● DESCRIPTION OF THE TASK
Count the lines in the records below that contain the word "pier". Reply with the number only.

● ROWS

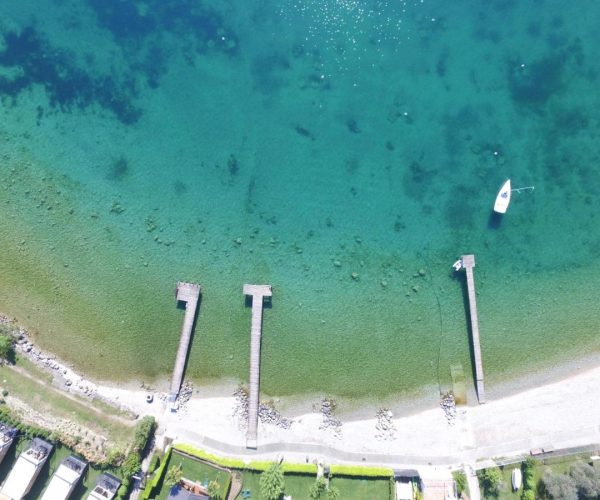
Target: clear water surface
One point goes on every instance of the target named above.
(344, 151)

---

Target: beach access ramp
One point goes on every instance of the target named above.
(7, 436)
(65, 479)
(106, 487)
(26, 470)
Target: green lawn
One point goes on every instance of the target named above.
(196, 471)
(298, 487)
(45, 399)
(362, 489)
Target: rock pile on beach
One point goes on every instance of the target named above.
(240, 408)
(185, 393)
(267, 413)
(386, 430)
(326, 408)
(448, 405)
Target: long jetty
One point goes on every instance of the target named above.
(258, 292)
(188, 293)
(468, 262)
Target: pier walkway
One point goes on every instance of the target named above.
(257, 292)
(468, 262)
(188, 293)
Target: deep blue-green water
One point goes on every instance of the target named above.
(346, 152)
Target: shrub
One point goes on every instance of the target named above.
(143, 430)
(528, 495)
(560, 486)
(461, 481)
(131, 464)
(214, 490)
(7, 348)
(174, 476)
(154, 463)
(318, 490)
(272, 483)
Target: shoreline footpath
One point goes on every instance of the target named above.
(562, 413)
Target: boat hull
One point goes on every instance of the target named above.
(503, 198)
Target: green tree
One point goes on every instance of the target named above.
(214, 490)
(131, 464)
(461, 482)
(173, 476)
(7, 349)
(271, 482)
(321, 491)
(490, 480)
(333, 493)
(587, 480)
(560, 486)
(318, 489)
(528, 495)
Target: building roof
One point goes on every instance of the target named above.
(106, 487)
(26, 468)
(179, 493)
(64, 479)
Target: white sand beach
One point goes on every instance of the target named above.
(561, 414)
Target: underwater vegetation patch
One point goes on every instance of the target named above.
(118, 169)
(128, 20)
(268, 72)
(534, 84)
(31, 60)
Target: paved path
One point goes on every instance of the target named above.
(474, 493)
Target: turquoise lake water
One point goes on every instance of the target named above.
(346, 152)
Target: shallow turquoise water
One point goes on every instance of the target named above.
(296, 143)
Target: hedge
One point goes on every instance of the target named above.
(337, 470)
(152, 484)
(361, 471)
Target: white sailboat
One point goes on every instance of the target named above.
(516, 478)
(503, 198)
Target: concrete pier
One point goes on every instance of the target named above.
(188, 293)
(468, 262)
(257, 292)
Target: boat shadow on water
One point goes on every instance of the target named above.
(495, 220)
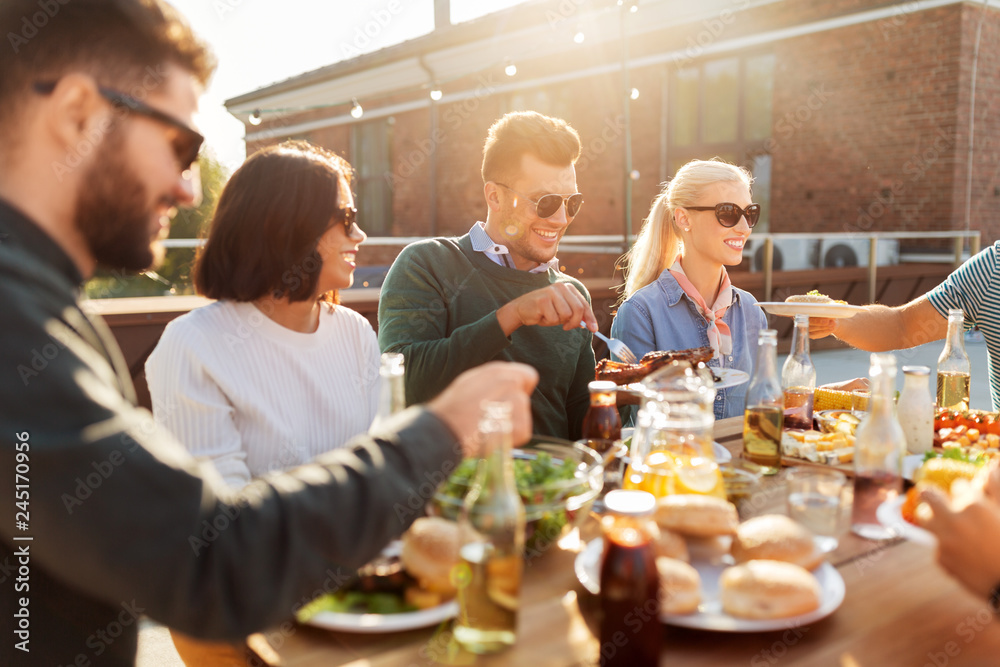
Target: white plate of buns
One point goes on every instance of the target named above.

● TASK RESULT
2